• WHAT IS BEING ASKED
Give back all of the data verbatim.

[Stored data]
..........

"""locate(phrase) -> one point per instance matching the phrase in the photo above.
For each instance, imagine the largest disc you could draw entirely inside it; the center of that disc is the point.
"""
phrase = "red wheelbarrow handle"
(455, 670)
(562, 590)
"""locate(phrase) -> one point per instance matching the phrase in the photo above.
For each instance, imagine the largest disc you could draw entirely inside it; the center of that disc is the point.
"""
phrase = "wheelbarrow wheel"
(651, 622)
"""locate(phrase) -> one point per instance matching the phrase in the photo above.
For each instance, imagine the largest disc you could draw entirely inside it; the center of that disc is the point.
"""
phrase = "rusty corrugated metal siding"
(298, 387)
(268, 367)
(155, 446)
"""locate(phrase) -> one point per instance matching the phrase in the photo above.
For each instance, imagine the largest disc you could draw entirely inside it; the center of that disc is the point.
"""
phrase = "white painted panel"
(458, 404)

..........

• WRITTEN ANSWER
"""locate(phrase) -> one point per instance matching the phrase in the photo above.
For each instance, imagine the largest disc you could draw entirely inside it; the center of that disc is the point.
"""
phrase = "red wheelbarrow handle"
(455, 670)
(562, 590)
"""locate(phrase) -> one point per instance matching the phrase in the photo above.
For each instance, imagine the largest disc you could draw entirely inside it; the center of that disc is the point.
"""
phrase = "wheelbarrow wheel"
(651, 622)
"""locate(phrase) -> one point per instance matching the phrase in the photo above.
For each instance, imagine the largest disc you could draw entirely inside it; the center of that disc is the point.
"""
phrase = "rusty corrugated metal siding"
(298, 387)
(268, 367)
(155, 446)
"""locate(phrase) -> one point per instance matching the phrase in the photo above.
For each instance, imagine the largest disc you could draw entirely inside it; the center of that disc is the point.
"""
phrase = "white painted panel"
(458, 404)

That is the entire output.